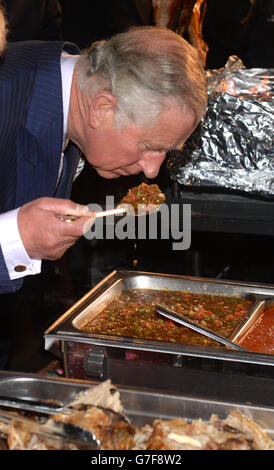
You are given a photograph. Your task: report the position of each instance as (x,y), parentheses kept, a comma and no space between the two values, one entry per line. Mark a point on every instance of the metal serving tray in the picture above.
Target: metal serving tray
(141,405)
(68,326)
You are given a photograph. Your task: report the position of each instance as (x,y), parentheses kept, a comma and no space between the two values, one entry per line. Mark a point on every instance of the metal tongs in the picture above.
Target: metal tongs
(185,321)
(55,430)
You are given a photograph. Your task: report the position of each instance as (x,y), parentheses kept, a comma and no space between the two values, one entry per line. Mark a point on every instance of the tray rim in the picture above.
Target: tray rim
(72,334)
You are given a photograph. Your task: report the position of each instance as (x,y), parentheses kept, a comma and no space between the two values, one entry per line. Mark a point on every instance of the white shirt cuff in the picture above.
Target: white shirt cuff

Exercise task:
Reproduce all of the items above, replacing "Mark a point" with "Place a dot" and leaving everything else unchanged. Leave the pictures out.

Exercise answer:
You are given a photograph. Your task: report the position of each instance as (x,y), parentheses kept, a comma and no space between the two values, one entry per line. Place a dot on every instance of the metal serving tray in the picture above.
Target: metal serving tray
(141,405)
(68,326)
You are given a photograph. Your task: report the position of each instance as (x,y), parentheses kept, a comma and no space between the two values, one entry per line. Place a dot on every instance of the metal tongs in the picture above.
Target: metal tongs
(185,321)
(55,430)
You are given a photograph. Your task: report the position of each instance as (x,y), parentheses kept, a comma and no space between the two values, one entry per line. Place a dot on every instance of the tray rim in the picture above.
Target: tray rim
(72,334)
You are given a photograph. Your task: report the position of each instance as (x,y), parentheses kept, a comma and no space between the two values, one entry per line. Place a dot on every instance of the white shirt cuff in the picture above.
Target: white shirt cuff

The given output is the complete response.